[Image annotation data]

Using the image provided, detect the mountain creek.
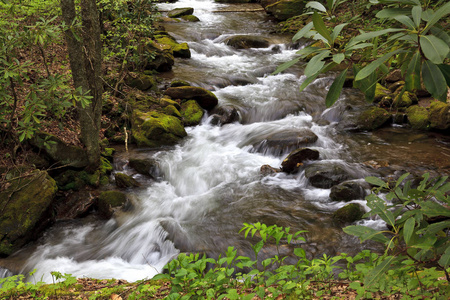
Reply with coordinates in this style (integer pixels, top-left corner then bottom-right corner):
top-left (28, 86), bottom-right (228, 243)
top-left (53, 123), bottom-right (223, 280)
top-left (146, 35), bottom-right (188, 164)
top-left (0, 0), bottom-right (450, 282)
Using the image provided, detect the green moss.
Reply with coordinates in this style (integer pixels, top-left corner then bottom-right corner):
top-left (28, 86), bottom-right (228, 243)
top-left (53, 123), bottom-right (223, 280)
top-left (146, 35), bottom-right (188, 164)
top-left (181, 100), bottom-right (204, 126)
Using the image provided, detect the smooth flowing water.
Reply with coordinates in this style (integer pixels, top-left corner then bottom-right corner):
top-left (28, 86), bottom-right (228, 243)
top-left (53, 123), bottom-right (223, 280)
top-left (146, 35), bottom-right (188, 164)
top-left (1, 0), bottom-right (450, 282)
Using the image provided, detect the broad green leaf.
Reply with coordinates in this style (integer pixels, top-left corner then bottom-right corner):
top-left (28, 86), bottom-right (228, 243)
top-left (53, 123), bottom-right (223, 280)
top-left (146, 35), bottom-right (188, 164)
top-left (355, 49), bottom-right (403, 81)
top-left (405, 50), bottom-right (422, 91)
top-left (394, 15), bottom-right (417, 30)
top-left (375, 8), bottom-right (411, 19)
top-left (312, 12), bottom-right (333, 46)
top-left (364, 176), bottom-right (388, 187)
top-left (364, 256), bottom-right (396, 287)
top-left (304, 50), bottom-right (330, 77)
top-left (420, 35), bottom-right (450, 65)
top-left (272, 57), bottom-right (300, 75)
top-left (422, 60), bottom-right (447, 99)
top-left (325, 69), bottom-right (347, 107)
top-left (292, 22), bottom-right (314, 42)
top-left (411, 5), bottom-right (422, 28)
top-left (403, 217), bottom-right (416, 244)
top-left (305, 1), bottom-right (327, 13)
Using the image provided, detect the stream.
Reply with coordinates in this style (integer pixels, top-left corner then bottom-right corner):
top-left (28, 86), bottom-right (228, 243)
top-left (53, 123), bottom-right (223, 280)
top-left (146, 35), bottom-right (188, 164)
top-left (0, 0), bottom-right (450, 282)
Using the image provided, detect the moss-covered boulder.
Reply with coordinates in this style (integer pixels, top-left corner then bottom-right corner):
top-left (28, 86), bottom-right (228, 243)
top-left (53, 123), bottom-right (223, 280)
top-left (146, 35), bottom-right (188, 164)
top-left (264, 0), bottom-right (307, 21)
top-left (30, 133), bottom-right (89, 168)
top-left (125, 73), bottom-right (158, 91)
top-left (167, 7), bottom-right (194, 18)
top-left (97, 191), bottom-right (127, 219)
top-left (305, 162), bottom-right (354, 189)
top-left (357, 106), bottom-right (391, 130)
top-left (181, 15), bottom-right (200, 22)
top-left (181, 100), bottom-right (204, 126)
top-left (281, 148), bottom-right (320, 173)
top-left (0, 171), bottom-right (58, 257)
top-left (132, 110), bottom-right (187, 147)
top-left (406, 105), bottom-right (430, 130)
top-left (164, 86), bottom-right (219, 110)
top-left (225, 35), bottom-right (270, 49)
top-left (333, 203), bottom-right (365, 223)
top-left (430, 101), bottom-right (450, 130)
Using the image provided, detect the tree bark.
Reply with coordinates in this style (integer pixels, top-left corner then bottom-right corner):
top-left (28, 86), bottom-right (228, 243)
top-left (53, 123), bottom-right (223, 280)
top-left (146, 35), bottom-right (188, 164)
top-left (61, 0), bottom-right (103, 170)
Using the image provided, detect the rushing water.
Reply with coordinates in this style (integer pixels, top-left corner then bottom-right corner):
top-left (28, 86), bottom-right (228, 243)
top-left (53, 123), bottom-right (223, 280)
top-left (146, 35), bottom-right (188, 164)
top-left (1, 0), bottom-right (450, 281)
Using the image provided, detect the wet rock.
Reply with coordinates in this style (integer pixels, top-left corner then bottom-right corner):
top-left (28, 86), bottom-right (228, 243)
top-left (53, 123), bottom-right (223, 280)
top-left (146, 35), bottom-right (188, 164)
top-left (132, 110), bottom-right (187, 147)
top-left (30, 133), bottom-right (89, 168)
top-left (260, 165), bottom-right (281, 176)
top-left (167, 7), bottom-right (194, 18)
top-left (406, 105), bottom-right (430, 130)
top-left (430, 101), bottom-right (450, 130)
top-left (305, 163), bottom-right (353, 189)
top-left (181, 100), bottom-right (204, 126)
top-left (281, 148), bottom-right (319, 173)
top-left (333, 203), bottom-right (365, 223)
top-left (128, 158), bottom-right (161, 179)
top-left (114, 173), bottom-right (140, 189)
top-left (264, 0), bottom-right (307, 21)
top-left (330, 181), bottom-right (366, 201)
top-left (357, 106), bottom-right (391, 130)
top-left (211, 105), bottom-right (240, 126)
top-left (253, 128), bottom-right (318, 155)
top-left (97, 191), bottom-right (127, 219)
top-left (125, 73), bottom-right (158, 91)
top-left (164, 86), bottom-right (219, 110)
top-left (0, 171), bottom-right (58, 257)
top-left (225, 35), bottom-right (270, 49)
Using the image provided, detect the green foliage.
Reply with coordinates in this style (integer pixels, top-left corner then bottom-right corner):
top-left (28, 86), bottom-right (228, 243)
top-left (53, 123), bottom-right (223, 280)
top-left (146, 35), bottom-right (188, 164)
top-left (275, 0), bottom-right (450, 107)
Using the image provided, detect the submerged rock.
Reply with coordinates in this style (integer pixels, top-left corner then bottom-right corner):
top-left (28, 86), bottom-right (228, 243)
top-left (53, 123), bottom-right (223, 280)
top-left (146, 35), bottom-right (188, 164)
top-left (132, 110), bottom-right (187, 147)
top-left (281, 148), bottom-right (319, 173)
top-left (164, 86), bottom-right (219, 110)
top-left (0, 171), bottom-right (58, 257)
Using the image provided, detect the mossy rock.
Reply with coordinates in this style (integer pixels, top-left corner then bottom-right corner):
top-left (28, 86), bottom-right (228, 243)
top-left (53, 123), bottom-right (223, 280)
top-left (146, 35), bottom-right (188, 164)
top-left (264, 0), bottom-right (307, 21)
top-left (406, 105), bottom-right (430, 130)
top-left (164, 86), bottom-right (219, 110)
top-left (97, 191), bottom-right (127, 218)
top-left (181, 100), bottom-right (204, 126)
top-left (357, 106), bottom-right (391, 130)
top-left (132, 110), bottom-right (187, 147)
top-left (181, 15), bottom-right (200, 22)
top-left (167, 7), bottom-right (194, 18)
top-left (0, 171), bottom-right (58, 257)
top-left (393, 92), bottom-right (417, 108)
top-left (430, 101), bottom-right (450, 130)
top-left (333, 203), bottom-right (365, 223)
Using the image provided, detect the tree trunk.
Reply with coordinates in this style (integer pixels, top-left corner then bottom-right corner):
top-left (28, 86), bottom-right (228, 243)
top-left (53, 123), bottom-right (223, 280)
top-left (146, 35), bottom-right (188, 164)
top-left (61, 0), bottom-right (103, 170)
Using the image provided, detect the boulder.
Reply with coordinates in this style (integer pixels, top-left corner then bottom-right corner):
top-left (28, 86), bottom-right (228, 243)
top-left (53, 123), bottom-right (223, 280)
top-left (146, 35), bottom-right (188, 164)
top-left (181, 100), bottom-right (204, 126)
top-left (128, 158), bottom-right (161, 179)
top-left (131, 110), bottom-right (187, 147)
top-left (305, 163), bottom-right (354, 189)
top-left (224, 35), bottom-right (270, 49)
top-left (430, 101), bottom-right (450, 130)
top-left (330, 181), bottom-right (366, 201)
top-left (281, 148), bottom-right (320, 173)
top-left (406, 105), bottom-right (430, 130)
top-left (253, 128), bottom-right (318, 155)
top-left (264, 0), bottom-right (307, 21)
top-left (333, 203), bottom-right (365, 223)
top-left (211, 105), bottom-right (240, 126)
top-left (114, 173), bottom-right (140, 189)
top-left (164, 86), bottom-right (219, 110)
top-left (0, 170), bottom-right (58, 257)
top-left (167, 7), bottom-right (194, 18)
top-left (97, 191), bottom-right (127, 219)
top-left (357, 106), bottom-right (391, 130)
top-left (30, 132), bottom-right (89, 168)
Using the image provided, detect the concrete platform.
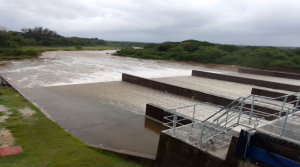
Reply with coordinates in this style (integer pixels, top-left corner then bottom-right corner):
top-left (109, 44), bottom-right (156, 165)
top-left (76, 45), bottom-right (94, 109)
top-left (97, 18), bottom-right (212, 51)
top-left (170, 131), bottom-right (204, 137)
top-left (152, 76), bottom-right (293, 99)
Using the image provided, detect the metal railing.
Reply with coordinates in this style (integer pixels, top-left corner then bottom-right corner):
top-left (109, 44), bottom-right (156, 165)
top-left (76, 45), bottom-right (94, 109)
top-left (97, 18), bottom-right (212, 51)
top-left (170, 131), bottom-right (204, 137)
top-left (164, 92), bottom-right (300, 149)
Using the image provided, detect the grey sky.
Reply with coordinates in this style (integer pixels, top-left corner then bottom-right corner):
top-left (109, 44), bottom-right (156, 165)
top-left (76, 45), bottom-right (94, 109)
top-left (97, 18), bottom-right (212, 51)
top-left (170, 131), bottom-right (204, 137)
top-left (0, 0), bottom-right (300, 47)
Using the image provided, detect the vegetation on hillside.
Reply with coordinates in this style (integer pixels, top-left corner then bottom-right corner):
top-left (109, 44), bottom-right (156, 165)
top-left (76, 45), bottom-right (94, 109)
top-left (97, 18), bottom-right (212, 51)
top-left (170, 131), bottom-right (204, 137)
top-left (0, 86), bottom-right (140, 167)
top-left (116, 40), bottom-right (300, 69)
top-left (0, 26), bottom-right (157, 60)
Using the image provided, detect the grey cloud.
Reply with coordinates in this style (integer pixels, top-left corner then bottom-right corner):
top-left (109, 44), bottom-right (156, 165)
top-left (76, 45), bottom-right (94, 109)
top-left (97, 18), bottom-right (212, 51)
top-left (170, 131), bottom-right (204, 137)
top-left (0, 0), bottom-right (300, 46)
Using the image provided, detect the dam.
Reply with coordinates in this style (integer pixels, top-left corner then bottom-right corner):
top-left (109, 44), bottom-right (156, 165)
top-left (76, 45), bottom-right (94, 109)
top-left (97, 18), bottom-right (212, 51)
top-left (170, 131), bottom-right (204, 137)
top-left (0, 51), bottom-right (300, 166)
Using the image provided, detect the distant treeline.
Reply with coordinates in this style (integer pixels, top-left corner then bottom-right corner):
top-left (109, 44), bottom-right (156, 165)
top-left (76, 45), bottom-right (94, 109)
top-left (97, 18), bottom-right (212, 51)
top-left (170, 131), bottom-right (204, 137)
top-left (116, 40), bottom-right (300, 69)
top-left (0, 27), bottom-right (106, 48)
top-left (106, 41), bottom-right (154, 48)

**TASK**: Extract, line for line and unchanged, the part of the material that opens at its very first line and closes with the line containing "top-left (1, 0), bottom-right (450, 282)", keeping both ends. Leave the pictures out of your answer.

**TASK SOLUTION**:
Using the image provided, detect the mountain creek.
Reply with coordinates in this style (integer pixels, top-left corner then bottom-right corner):
top-left (28, 86), bottom-right (228, 243)
top-left (53, 123), bottom-right (223, 280)
top-left (146, 35), bottom-right (188, 164)
top-left (0, 0), bottom-right (450, 282)
Using the image provided, detect the green moss.
Reply with coordinates in this style (integer pixels, top-left corner then bottom-right corner):
top-left (28, 86), bottom-right (228, 243)
top-left (53, 123), bottom-right (223, 280)
top-left (146, 35), bottom-right (188, 164)
top-left (181, 100), bottom-right (204, 126)
Using the image provided, detect the smooth flowing water.
Reply with coordinates in this style (integer pixels, top-left corner then bottom-right corner):
top-left (28, 86), bottom-right (228, 243)
top-left (53, 123), bottom-right (223, 280)
top-left (146, 35), bottom-right (188, 164)
top-left (1, 0), bottom-right (450, 282)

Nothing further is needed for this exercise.